## WHAT TO DO
Can you write what comes next in the piece on how coronavirus is affecting professional indemnity insurance, picking up right after its final sentence?

## SOURCE EXTRACT
▬▬▬▬▬▬▬▬▬▬

Simon Thomson, policy adviser at the Law Society, looks at how coronavirus (COVID-19) is affecting professional indemnity insurance (PII) and explains our work in this area.
One of the issues that has been at the top of our agenda since coronavirus struck has been PII.
From this perspective, the lockdown was especially badly timed, because 1 April was the second most common renewal date for PII, with approximately 20% of firms attempting to secure new cover at this time.
The PII market was already beginning to harden, with some underwriters leaving and others compelled to tighten their requirements, to ensure profitability.
Add to this a global pandemic, and we’re now facing conditions that one broker with almost 30 years’ experience characterised as “the worst in living memory”.
The good news is that the Solicitors Regulation Authority’s (SRA) minimum terms and conditions do not offer an exclusion for claims arising from COVID-19, which means that firms that have secured cover should have a minimum indemnity limit from £2 million to £3 million to deal with any claims.

▬▬▬▬▬▬▬▬▬▬

## Image-backed grounding data
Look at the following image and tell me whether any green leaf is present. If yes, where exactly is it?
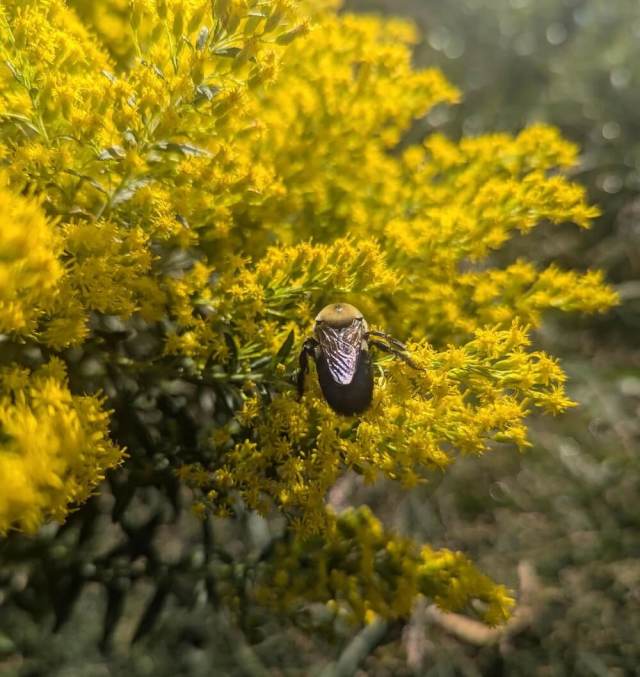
[212,47,242,59]
[196,26,209,51]
[154,141,211,157]
[98,146,126,160]
[224,332,239,373]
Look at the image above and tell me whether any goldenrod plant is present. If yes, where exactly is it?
[0,0,616,660]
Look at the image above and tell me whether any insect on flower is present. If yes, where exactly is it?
[298,303,419,415]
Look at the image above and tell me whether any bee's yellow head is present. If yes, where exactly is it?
[316,303,366,331]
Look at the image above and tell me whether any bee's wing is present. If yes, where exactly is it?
[316,320,364,385]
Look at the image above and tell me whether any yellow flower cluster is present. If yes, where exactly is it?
[0,175,63,335]
[181,323,573,533]
[255,507,513,625]
[0,359,123,534]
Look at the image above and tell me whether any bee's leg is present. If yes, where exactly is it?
[369,332,422,370]
[297,338,318,399]
[366,329,407,350]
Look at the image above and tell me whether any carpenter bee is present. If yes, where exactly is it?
[298,303,418,415]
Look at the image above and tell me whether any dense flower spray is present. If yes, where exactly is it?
[0,0,616,623]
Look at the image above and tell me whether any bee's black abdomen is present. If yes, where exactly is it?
[316,350,373,416]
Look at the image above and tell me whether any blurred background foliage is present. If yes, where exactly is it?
[348,0,640,676]
[0,0,640,677]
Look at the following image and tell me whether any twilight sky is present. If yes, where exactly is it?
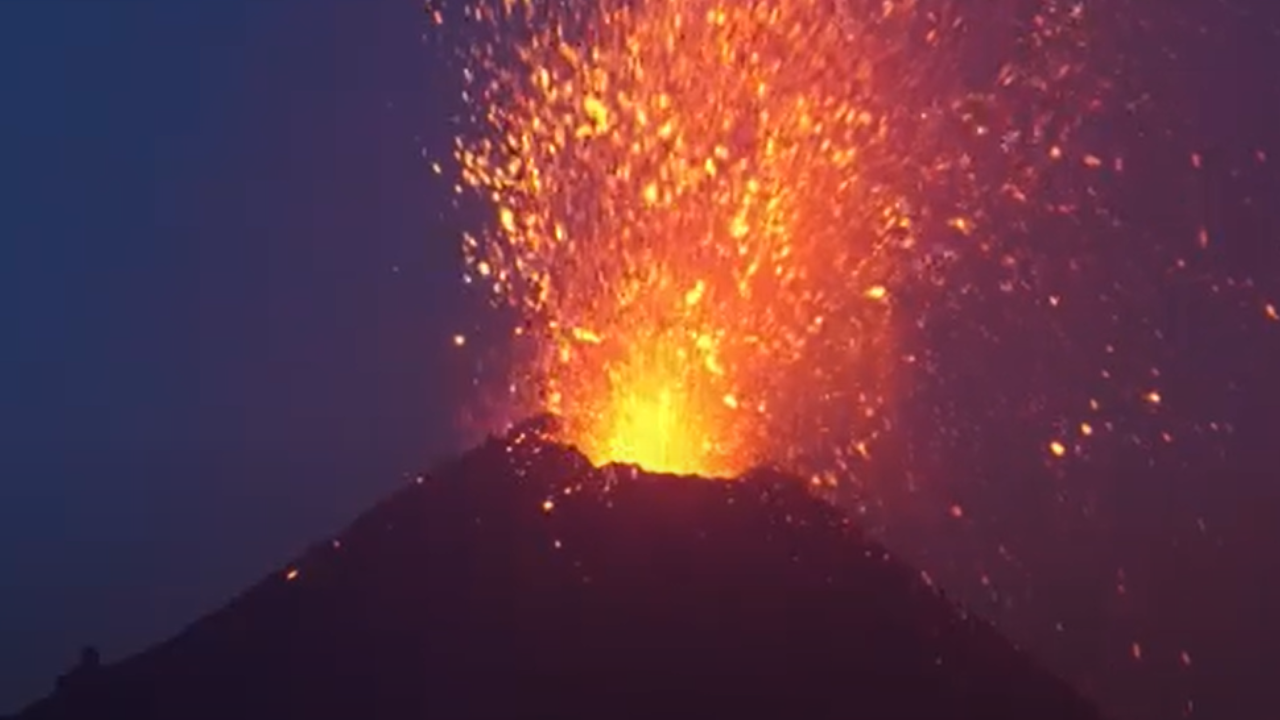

▬▬▬▬▬▬▬▬▬▬

## EXPECTED ANSWER
What we’re doing
We’ve been working with our members, the SRA, brokers, and insurers to better understand the current market, and how members can be best supported.
We’re investigating regulatory responses, and signposting government-backed and private sector facilities that could help firms struggling to meet the cost of premiums (which may now be substantially higher than expected) at a time when cashflows have suddenly become far less certain.
As part of this, we’ve developed a Q&A on renewing your firm’s professional indemnity insurance, which we’re updating on an ongoing basis, as new information becomes available.